(Material):

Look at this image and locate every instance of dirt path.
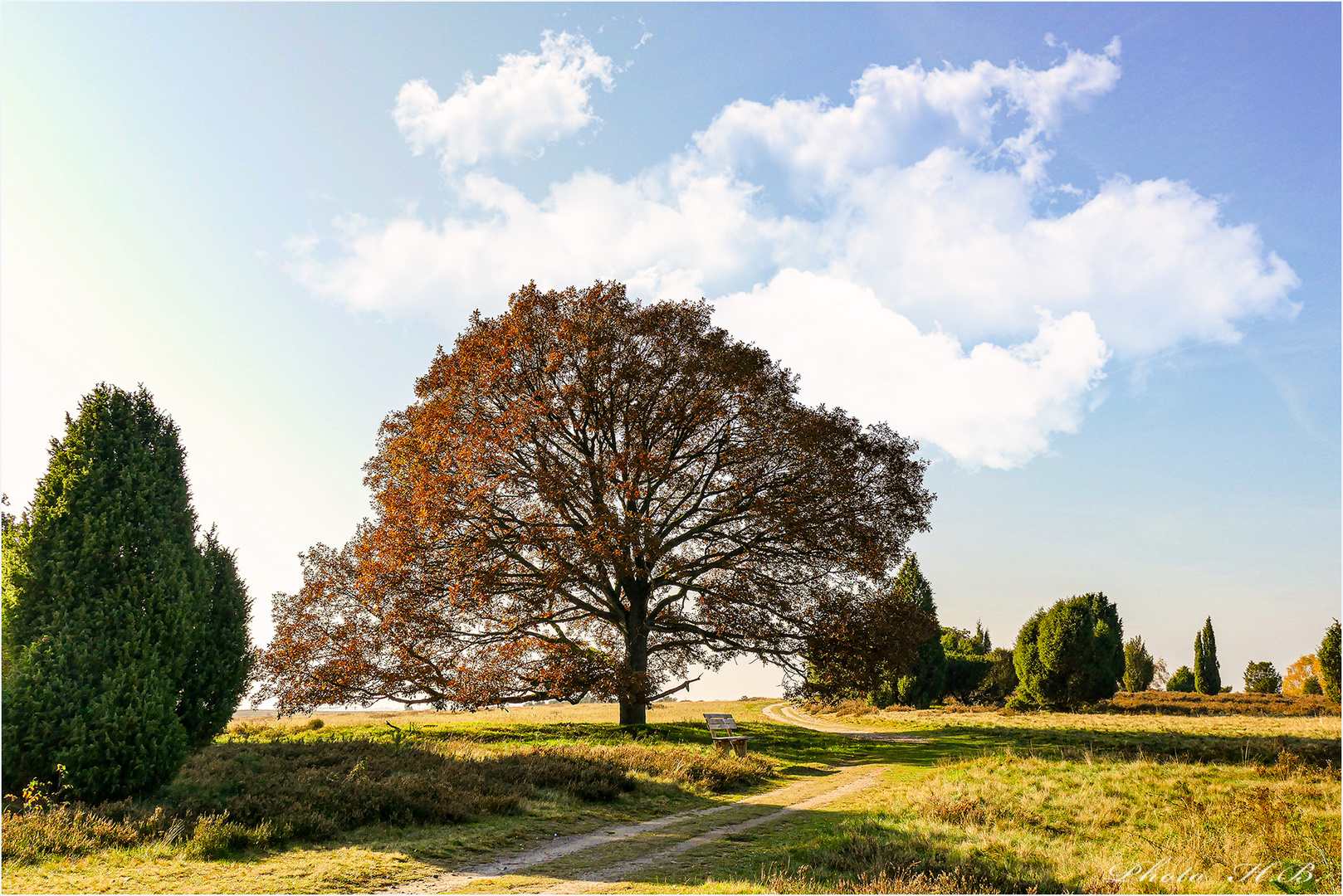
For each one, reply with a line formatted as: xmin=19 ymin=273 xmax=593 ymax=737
xmin=385 ymin=703 xmax=891 ymax=894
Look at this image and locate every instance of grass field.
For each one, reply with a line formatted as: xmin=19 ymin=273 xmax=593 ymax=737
xmin=2 ymin=701 xmax=1341 ymax=892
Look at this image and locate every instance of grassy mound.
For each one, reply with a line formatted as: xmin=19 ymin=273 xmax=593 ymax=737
xmin=1097 ymin=690 xmax=1339 ymax=716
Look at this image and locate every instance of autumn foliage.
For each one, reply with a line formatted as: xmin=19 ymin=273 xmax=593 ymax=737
xmin=263 ymin=284 xmax=932 ymax=724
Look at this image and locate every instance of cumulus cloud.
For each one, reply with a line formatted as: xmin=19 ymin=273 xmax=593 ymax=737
xmin=392 ymin=31 xmax=615 ymax=171
xmin=290 ymin=35 xmax=1297 ymax=466
xmin=715 ymin=269 xmax=1109 ymax=467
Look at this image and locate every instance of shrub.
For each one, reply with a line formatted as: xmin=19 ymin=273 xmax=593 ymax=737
xmin=1315 ymin=619 xmax=1341 ymax=703
xmin=2 ymin=384 xmax=203 ymax=801
xmin=4 ymin=805 xmax=139 ymax=864
xmin=187 ymin=811 xmax=289 ymax=859
xmin=1165 ymin=666 xmax=1194 ymax=694
xmin=1097 ymin=690 xmax=1339 ymax=716
xmin=1282 ymin=653 xmax=1320 ymax=694
xmin=1245 ymin=661 xmax=1282 ymax=694
xmin=1014 ymin=592 xmax=1124 ymax=708
xmin=1124 ymin=638 xmax=1156 ymax=692
xmin=1194 ymin=616 xmax=1222 ymax=694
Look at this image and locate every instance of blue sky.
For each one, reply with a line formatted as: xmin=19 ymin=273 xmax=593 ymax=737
xmin=0 ymin=2 xmax=1341 ymax=696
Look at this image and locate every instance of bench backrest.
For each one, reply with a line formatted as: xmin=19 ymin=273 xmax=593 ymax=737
xmin=704 ymin=712 xmax=737 ymax=738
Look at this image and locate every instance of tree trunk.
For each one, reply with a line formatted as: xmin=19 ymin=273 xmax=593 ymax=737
xmin=621 ymin=697 xmax=648 ymax=728
xmin=621 ymin=583 xmax=648 ymax=727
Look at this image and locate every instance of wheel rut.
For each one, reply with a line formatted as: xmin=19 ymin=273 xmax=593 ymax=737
xmin=384 ymin=703 xmax=891 ymax=894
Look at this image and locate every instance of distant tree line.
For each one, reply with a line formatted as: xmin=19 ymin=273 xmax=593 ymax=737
xmin=800 ymin=564 xmax=1339 ymax=709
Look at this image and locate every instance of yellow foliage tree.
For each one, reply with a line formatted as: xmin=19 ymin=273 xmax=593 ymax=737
xmin=1282 ymin=653 xmax=1320 ymax=697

(Aim of the exercise): Could you copy out every row above word for word, leaving out the picture?

(Problem solution):
Look at this image and locate every instance of dirt path.
For each one, reply with a line formatted as: xmin=19 ymin=273 xmax=593 ymax=737
xmin=385 ymin=703 xmax=891 ymax=894
Look at this image and locate every instance of grass field.
For each one, reply with a line formatted as: xmin=19 ymin=273 xmax=593 ymax=737
xmin=2 ymin=701 xmax=1341 ymax=892
Look at this image and locate every instance of grassy mound.
For each one, reply with a line formatted as: xmin=19 ymin=273 xmax=593 ymax=737
xmin=1097 ymin=690 xmax=1339 ymax=716
Look at this image and locate every instance of autumn foliage.
For each one, reply with a line formatted as: xmin=19 ymin=273 xmax=593 ymax=737
xmin=263 ymin=284 xmax=932 ymax=724
Look at this image and locate every instance of cumulus cloud.
For each one, reply with a line formatted as: xmin=19 ymin=273 xmax=593 ymax=737
xmin=392 ymin=31 xmax=615 ymax=171
xmin=290 ymin=35 xmax=1297 ymax=466
xmin=715 ymin=269 xmax=1109 ymax=467
Look at this image and locate every instance of shrub.
For each one, reply with a line formatted as: xmin=19 ymin=273 xmax=593 ymax=737
xmin=1315 ymin=619 xmax=1341 ymax=703
xmin=2 ymin=384 xmax=203 ymax=801
xmin=4 ymin=805 xmax=139 ymax=864
xmin=187 ymin=811 xmax=289 ymax=859
xmin=1165 ymin=666 xmax=1194 ymax=694
xmin=1097 ymin=690 xmax=1339 ymax=716
xmin=1282 ymin=653 xmax=1320 ymax=694
xmin=1245 ymin=661 xmax=1282 ymax=694
xmin=1014 ymin=592 xmax=1124 ymax=708
xmin=1124 ymin=638 xmax=1156 ymax=692
xmin=1194 ymin=616 xmax=1222 ymax=694
Look at this image and locate every instance of blue sky.
For each one, reply with a line formatted as: xmin=19 ymin=273 xmax=593 ymax=737
xmin=0 ymin=2 xmax=1341 ymax=696
Look at this image and locate every instance of bench backrest.
For each one, reply with a line formatted as: xmin=19 ymin=273 xmax=593 ymax=737
xmin=704 ymin=712 xmax=737 ymax=738
Look at this image and locate every instance of tree trunk.
For each one, reply with a line formatted as: xmin=19 ymin=273 xmax=593 ymax=737
xmin=621 ymin=697 xmax=648 ymax=728
xmin=621 ymin=583 xmax=648 ymax=727
Look at this image and locate every instance of wheel rut.
For each one, reply with a line formatted as: xmin=19 ymin=273 xmax=593 ymax=737
xmin=384 ymin=703 xmax=891 ymax=894
Look at this image and locate every instance of distant tree line.
For each one, reply with a line formatted as: xmin=19 ymin=273 xmax=593 ymax=737
xmin=800 ymin=564 xmax=1339 ymax=709
Look at this image and locate every instance of yellow foliage tree.
For each one, reply with a line formatted as: xmin=19 ymin=273 xmax=593 ymax=737
xmin=1282 ymin=653 xmax=1320 ymax=697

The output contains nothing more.